§ Texte fourni:
-- -- --
Les motions nos 97 et 98 sont irrecevables parce qu’elles visent à assujettir les dispositions relatives à l’entrée en vigueur du projet de loi à des conditions qui échappent au processus législatif. À cet égard, je reporte les honorables députés à la vingtième édition de l’ouvrage de Erskine May, page 557, paragraphe (10).
…
Je répète, pour l’information des députés et de ceux qui suivent nos délibérations, que le projet de loi dont nous sommes saisis a pour objet de mettre en œuvre l’Accord entre le Canada et les États-Unis et que, par conséquent, la majeure partie de ses dispositions propose de modifier des lois publiques existantes, mais qu’il renferme d’autres dispositions qui ont leur importance.
Les députés savent que le Règlement oblige à rejeter comme inacceptables les amendements qui visent à modifier les termes mêmes de l’Accord, mais à certaines conditions d’autres qui se rapportent aux dispositions du projet de loi même ont été jugés acceptables et sont évidemment mentionnés dans la décision. Je signale aux députés et au public que, à la fin de la journée, jeudi, la présidence avait été saisie de 102 amendements dont 77 pourront être débattus. Les députés les retrouveront dans [26] groupes différents.
-- -- --
§ Liste des tâches:
a) Dans le texte fourni, recopiez le passage de « Les motions nos » à « 557, paragraphe (10). » en changeant « irrecevables » pour « inadmissibles ».
b) D'après le texte fourni, combien des amendements dont la présidence était saisie pourront être débattus, s'il vous plaît ?

§ Entrées:
-- -- --
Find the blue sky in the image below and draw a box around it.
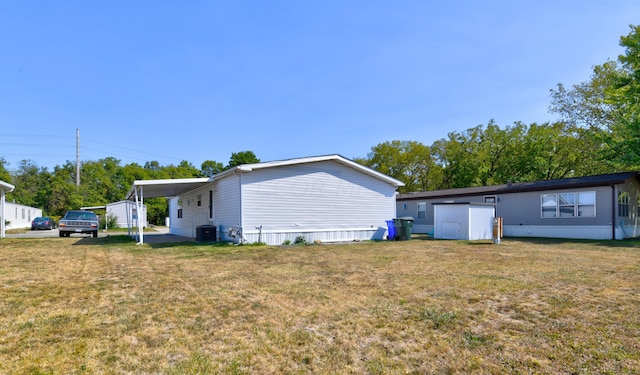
[0,0,640,170]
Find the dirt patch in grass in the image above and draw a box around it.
[0,236,640,374]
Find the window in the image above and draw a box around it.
[578,191,596,217]
[558,193,576,217]
[418,203,427,219]
[540,191,596,218]
[618,191,629,217]
[542,194,557,217]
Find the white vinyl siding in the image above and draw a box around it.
[213,175,242,241]
[242,161,395,231]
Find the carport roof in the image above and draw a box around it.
[126,154,404,203]
[0,181,16,193]
[127,177,211,199]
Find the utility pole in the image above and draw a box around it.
[76,129,80,186]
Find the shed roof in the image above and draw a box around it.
[396,172,640,201]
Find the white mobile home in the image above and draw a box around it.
[105,200,147,228]
[4,202,42,229]
[129,155,403,245]
[397,172,640,239]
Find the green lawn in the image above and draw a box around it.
[0,235,640,374]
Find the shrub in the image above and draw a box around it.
[293,236,307,245]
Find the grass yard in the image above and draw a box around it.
[0,236,640,374]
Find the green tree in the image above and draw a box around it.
[0,157,13,185]
[200,160,224,177]
[550,25,640,169]
[225,151,260,169]
[10,160,51,209]
[605,25,640,168]
[355,140,441,192]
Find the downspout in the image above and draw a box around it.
[611,184,617,240]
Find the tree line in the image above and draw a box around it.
[0,25,640,223]
[0,151,260,224]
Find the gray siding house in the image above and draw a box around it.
[396,172,640,239]
[129,155,403,245]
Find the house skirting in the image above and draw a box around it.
[218,226,387,245]
[503,225,625,240]
[413,225,640,240]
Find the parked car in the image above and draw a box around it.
[31,216,58,230]
[58,210,98,237]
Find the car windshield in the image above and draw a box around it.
[64,211,97,220]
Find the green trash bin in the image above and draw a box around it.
[393,216,413,240]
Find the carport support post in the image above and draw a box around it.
[134,186,144,245]
[0,189,5,238]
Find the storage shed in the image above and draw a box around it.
[433,202,495,240]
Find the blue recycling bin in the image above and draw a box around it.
[387,220,396,240]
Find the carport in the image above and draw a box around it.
[126,177,210,245]
[0,181,16,238]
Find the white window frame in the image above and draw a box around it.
[417,202,427,219]
[618,191,630,217]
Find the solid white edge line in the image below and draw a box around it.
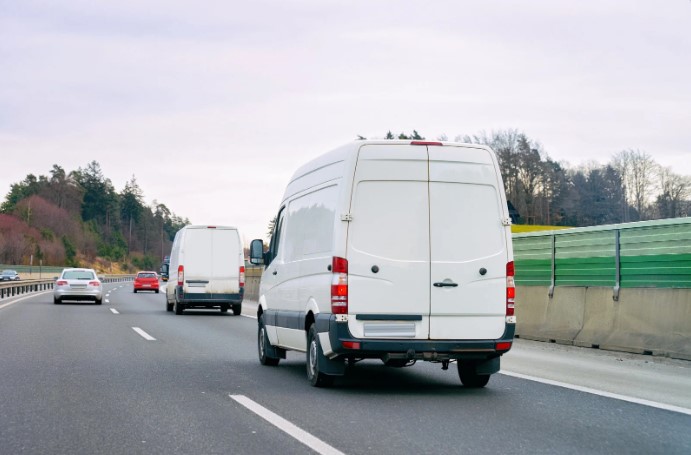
[499,370,691,415]
[132,327,156,341]
[0,290,53,310]
[228,395,345,455]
-- -- --
§ Réponses:
a)
Les motions nos 97 et 98 sont inadmissibles parce qu’elles visent à assujettir les dispositions relatives à l’entrée en vigueur du projet de loi à des conditions qui échappent au processus législatif. À cet égard, je reporte les honorables députés à la vingtième édition de l’ouvrage de Erskine May, page 557, paragraphe (10).

b) 77 amendements pourront être débattus.